## Supplied data

────────────────

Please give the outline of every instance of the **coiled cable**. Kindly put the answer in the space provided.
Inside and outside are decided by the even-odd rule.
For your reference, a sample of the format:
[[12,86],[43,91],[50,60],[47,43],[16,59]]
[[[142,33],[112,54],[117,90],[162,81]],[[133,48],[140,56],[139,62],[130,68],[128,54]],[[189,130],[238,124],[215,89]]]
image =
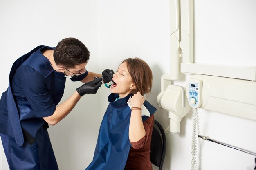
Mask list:
[[192,158],[190,164],[191,170],[196,170],[197,169],[196,163],[196,128],[198,121],[196,116],[197,112],[197,109],[193,108],[192,110],[193,129],[191,143],[191,154]]

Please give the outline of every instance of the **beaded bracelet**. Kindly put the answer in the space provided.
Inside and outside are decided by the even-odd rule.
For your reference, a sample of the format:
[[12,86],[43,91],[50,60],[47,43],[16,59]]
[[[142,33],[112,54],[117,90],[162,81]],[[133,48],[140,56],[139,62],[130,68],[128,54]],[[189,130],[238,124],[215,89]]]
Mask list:
[[132,107],[132,109],[131,109],[131,110],[142,110],[141,108],[140,107]]

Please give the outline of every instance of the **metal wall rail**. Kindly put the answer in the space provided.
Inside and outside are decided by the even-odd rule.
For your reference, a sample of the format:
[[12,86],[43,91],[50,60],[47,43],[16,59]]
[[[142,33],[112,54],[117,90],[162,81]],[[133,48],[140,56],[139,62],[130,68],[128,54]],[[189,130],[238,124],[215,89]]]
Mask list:
[[202,136],[200,135],[198,135],[198,137],[204,140],[207,140],[211,142],[213,142],[217,143],[218,144],[224,145],[226,146],[229,147],[229,148],[232,148],[233,149],[236,149],[237,150],[240,150],[242,152],[245,152],[245,153],[249,153],[249,154],[252,155],[253,155],[256,156],[256,153],[249,151],[249,150],[246,150],[245,149],[242,149],[241,148],[238,148],[237,147],[234,146],[233,146],[218,141],[216,140],[210,138],[209,136]]

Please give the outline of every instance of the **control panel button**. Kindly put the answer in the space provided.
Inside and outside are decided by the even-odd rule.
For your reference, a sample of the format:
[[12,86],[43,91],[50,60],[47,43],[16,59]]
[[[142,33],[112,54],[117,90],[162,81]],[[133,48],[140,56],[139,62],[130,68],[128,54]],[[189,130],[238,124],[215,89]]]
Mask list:
[[195,98],[191,98],[189,100],[189,102],[192,105],[195,105],[196,103],[196,101],[195,100]]

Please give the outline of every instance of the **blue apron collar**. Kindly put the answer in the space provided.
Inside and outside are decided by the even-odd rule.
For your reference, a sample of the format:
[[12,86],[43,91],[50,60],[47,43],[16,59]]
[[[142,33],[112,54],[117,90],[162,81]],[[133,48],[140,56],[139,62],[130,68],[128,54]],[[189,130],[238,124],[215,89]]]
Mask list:
[[131,94],[128,95],[124,98],[120,98],[115,101],[116,98],[119,97],[119,94],[115,93],[111,93],[108,96],[108,102],[112,107],[115,108],[120,108],[127,106],[127,102],[130,97],[132,96],[133,94]]

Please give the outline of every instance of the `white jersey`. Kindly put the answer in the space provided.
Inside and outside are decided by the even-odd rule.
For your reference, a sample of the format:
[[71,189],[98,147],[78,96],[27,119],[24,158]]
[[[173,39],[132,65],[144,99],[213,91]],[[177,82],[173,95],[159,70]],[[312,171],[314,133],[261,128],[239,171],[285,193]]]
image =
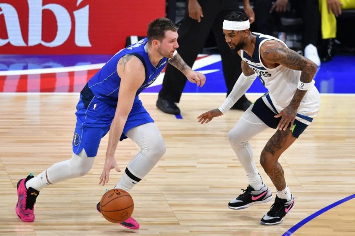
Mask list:
[[[301,71],[281,65],[273,69],[266,67],[263,64],[260,57],[261,45],[268,40],[274,40],[281,42],[286,47],[287,46],[282,40],[272,36],[252,33],[256,35],[256,40],[252,57],[242,50],[240,51],[240,56],[242,59],[258,75],[263,85],[268,90],[263,96],[263,101],[272,110],[278,113],[290,104],[295,95]],[[296,119],[309,125],[318,114],[320,105],[319,92],[313,85],[301,101]]]

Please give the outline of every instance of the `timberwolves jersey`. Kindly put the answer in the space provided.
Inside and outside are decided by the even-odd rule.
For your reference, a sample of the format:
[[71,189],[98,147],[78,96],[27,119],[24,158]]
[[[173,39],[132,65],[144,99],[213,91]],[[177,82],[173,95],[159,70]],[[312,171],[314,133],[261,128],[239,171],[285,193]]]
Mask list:
[[[265,42],[275,40],[287,45],[282,40],[272,36],[258,33],[252,33],[256,36],[255,48],[251,57],[242,50],[240,50],[242,59],[246,62],[258,75],[261,82],[268,90],[262,99],[269,108],[278,113],[284,109],[292,99],[297,88],[301,71],[290,69],[281,65],[270,69],[263,64],[260,56],[260,48]],[[300,116],[296,119],[308,124],[306,116],[315,116],[320,105],[320,96],[315,86],[306,93],[301,102],[298,112]],[[302,116],[303,119],[300,117]]]
[[110,105],[117,105],[121,81],[117,74],[117,65],[120,58],[125,55],[137,57],[145,69],[145,80],[137,91],[136,96],[154,82],[165,68],[168,58],[163,58],[157,67],[154,67],[148,56],[147,42],[146,37],[121,50],[90,79],[88,85],[97,98]]

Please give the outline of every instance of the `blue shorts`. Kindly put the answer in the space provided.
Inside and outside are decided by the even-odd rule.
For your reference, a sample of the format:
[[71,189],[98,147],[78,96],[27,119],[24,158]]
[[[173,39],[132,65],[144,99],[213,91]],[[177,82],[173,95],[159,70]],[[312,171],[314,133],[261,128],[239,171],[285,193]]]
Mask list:
[[[277,126],[282,118],[282,117],[277,118],[274,117],[274,116],[278,113],[270,110],[261,97],[258,98],[254,103],[251,111],[266,125],[273,129],[277,128]],[[299,115],[297,114],[298,115]],[[308,118],[310,119],[312,119],[310,117]],[[310,120],[310,121],[312,122],[312,120]],[[297,120],[295,120],[293,124],[292,136],[296,138],[298,138],[308,126]],[[289,124],[288,128],[290,127],[290,124]]]
[[[93,157],[97,154],[101,139],[110,129],[116,108],[95,97],[90,89],[85,87],[76,107],[73,152],[77,155],[84,148],[88,157]],[[136,97],[120,141],[127,138],[125,134],[131,128],[151,122],[154,121]]]

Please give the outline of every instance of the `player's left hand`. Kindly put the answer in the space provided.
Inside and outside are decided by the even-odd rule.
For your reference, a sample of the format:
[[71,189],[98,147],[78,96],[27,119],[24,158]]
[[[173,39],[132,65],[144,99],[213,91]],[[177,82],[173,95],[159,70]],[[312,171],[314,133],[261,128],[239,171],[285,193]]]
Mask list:
[[281,120],[279,122],[277,126],[277,128],[280,130],[286,130],[289,124],[291,123],[290,129],[292,130],[292,126],[293,126],[293,122],[296,119],[296,116],[297,114],[297,108],[293,106],[288,105],[286,107],[278,114],[274,116],[275,118],[278,118],[282,116]]
[[104,165],[104,169],[102,171],[101,176],[100,177],[100,182],[99,183],[99,184],[101,184],[103,186],[105,184],[108,183],[110,171],[114,168],[118,172],[121,172],[121,170],[117,166],[117,163],[116,162],[114,157],[106,158],[105,161],[105,165]]
[[197,87],[202,87],[206,82],[206,76],[200,72],[190,70],[186,73],[186,76],[190,82],[197,84]]

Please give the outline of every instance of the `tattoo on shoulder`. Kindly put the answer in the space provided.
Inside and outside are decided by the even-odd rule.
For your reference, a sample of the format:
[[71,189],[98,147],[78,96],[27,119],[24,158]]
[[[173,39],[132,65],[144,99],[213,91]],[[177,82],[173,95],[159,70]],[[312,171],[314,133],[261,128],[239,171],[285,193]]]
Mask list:
[[127,54],[125,55],[120,58],[120,60],[118,61],[118,64],[123,65],[124,73],[125,73],[125,70],[126,69],[126,64],[133,56],[132,55]]
[[175,56],[171,58],[168,62],[182,72],[190,68],[190,67],[184,61],[178,53],[177,53]]
[[291,69],[301,70],[307,65],[307,61],[297,52],[285,48],[267,48],[263,52],[268,61],[282,64]]
[[301,81],[309,83],[312,81],[317,71],[317,65],[294,51],[282,47],[267,48],[263,52],[263,58],[286,67],[301,70]]
[[255,72],[245,62],[242,60],[242,71],[245,76],[251,75]]

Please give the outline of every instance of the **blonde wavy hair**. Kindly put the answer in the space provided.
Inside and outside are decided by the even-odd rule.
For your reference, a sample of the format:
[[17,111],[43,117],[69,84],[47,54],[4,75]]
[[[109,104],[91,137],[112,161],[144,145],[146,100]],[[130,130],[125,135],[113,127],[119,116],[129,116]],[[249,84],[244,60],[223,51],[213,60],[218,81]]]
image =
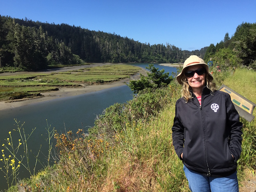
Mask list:
[[[190,99],[193,97],[192,96],[192,88],[188,84],[186,78],[185,76],[185,73],[183,73],[182,75],[181,82],[182,82],[182,88],[181,90],[181,95],[186,100],[186,103],[187,103]],[[209,77],[209,75],[208,73],[206,72],[205,73],[205,86],[210,90],[211,92],[212,93],[214,91],[217,90],[216,87],[216,84],[210,80]]]

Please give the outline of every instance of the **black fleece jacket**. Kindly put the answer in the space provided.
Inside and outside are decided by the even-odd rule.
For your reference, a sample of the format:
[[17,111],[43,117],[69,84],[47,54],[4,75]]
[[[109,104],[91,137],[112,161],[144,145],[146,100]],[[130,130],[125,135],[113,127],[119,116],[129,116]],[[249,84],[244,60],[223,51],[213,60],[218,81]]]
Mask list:
[[[230,95],[206,87],[200,106],[196,97],[176,102],[172,130],[177,155],[189,169],[205,175],[226,176],[236,170],[242,151],[242,124]],[[234,157],[233,158],[232,155]]]

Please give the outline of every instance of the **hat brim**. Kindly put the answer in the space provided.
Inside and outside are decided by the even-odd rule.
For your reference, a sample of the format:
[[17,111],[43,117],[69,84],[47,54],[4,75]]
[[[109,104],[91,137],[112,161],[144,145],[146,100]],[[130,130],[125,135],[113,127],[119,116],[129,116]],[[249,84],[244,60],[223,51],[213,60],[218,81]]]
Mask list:
[[190,66],[193,66],[194,65],[202,65],[204,68],[205,68],[205,69],[206,69],[206,72],[207,72],[207,73],[209,74],[209,80],[213,80],[213,77],[212,77],[212,74],[209,72],[209,67],[208,67],[208,66],[206,64],[204,63],[197,63],[191,64],[191,65],[187,66],[186,67],[183,68],[182,69],[182,71],[181,71],[181,72],[179,74],[178,74],[177,76],[177,77],[176,78],[177,79],[177,80],[178,81],[178,82],[180,84],[182,84],[182,82],[181,81],[181,79],[182,78],[183,74],[184,73],[184,71],[186,70],[186,68],[188,68]]

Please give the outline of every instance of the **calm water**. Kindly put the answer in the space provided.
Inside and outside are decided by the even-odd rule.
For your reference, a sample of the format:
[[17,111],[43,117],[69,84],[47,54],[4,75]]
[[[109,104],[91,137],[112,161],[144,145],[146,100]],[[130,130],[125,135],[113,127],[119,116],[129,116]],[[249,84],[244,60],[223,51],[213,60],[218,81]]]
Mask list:
[[[132,64],[132,65],[145,68],[148,64]],[[176,72],[176,68],[164,67],[158,64],[154,66],[159,70],[164,69],[165,72]],[[35,131],[30,138],[28,143],[30,150],[36,154],[42,144],[41,152],[46,154],[47,142],[45,139],[47,135],[46,128],[47,124],[51,127],[54,127],[59,133],[72,130],[75,133],[78,128],[86,131],[88,127],[93,126],[97,115],[102,114],[106,108],[115,103],[124,103],[132,99],[133,92],[126,86],[116,87],[100,91],[72,97],[57,99],[53,100],[33,104],[26,106],[4,110],[0,110],[0,143],[7,144],[6,140],[10,138],[8,133],[12,132],[12,137],[14,142],[18,143],[18,132],[17,125],[14,119],[20,121],[20,125],[25,122],[23,127],[26,134],[31,132],[32,129]],[[2,147],[2,149],[4,149]],[[6,153],[5,150],[4,152]],[[34,164],[34,158],[30,154],[31,165]],[[43,156],[41,156],[43,160]],[[0,162],[0,167],[3,167],[2,162]],[[41,167],[38,166],[38,169]],[[28,177],[26,171],[20,169],[19,177]],[[6,180],[3,173],[0,172],[0,190],[6,188]]]

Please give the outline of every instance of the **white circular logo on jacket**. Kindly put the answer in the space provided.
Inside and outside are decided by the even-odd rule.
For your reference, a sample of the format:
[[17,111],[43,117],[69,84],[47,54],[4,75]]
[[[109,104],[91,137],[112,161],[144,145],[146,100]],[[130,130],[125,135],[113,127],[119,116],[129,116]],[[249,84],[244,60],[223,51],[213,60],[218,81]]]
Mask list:
[[217,110],[219,109],[219,105],[216,103],[213,103],[211,105],[211,108],[214,111],[214,112],[217,112]]

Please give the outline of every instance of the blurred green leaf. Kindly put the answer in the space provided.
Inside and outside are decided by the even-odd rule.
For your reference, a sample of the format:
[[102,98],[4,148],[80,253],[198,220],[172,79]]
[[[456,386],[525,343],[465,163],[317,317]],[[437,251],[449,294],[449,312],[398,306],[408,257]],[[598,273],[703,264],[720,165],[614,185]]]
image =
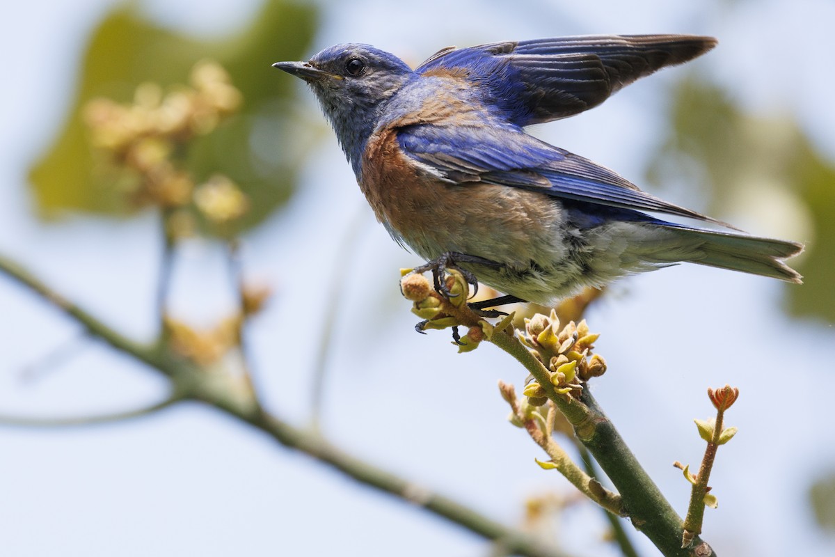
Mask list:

────────────────

## Challenge
Please pick out every line in the rows above that contains the word "jersey" and copy each one unchanged.

## Final result
Please give the outline of every instance of the `white jersey`. Kindly put the answer in the space provided.
Please give the outline of every instance of the `timberwolves jersey`. Kindly put the answer in the space provided.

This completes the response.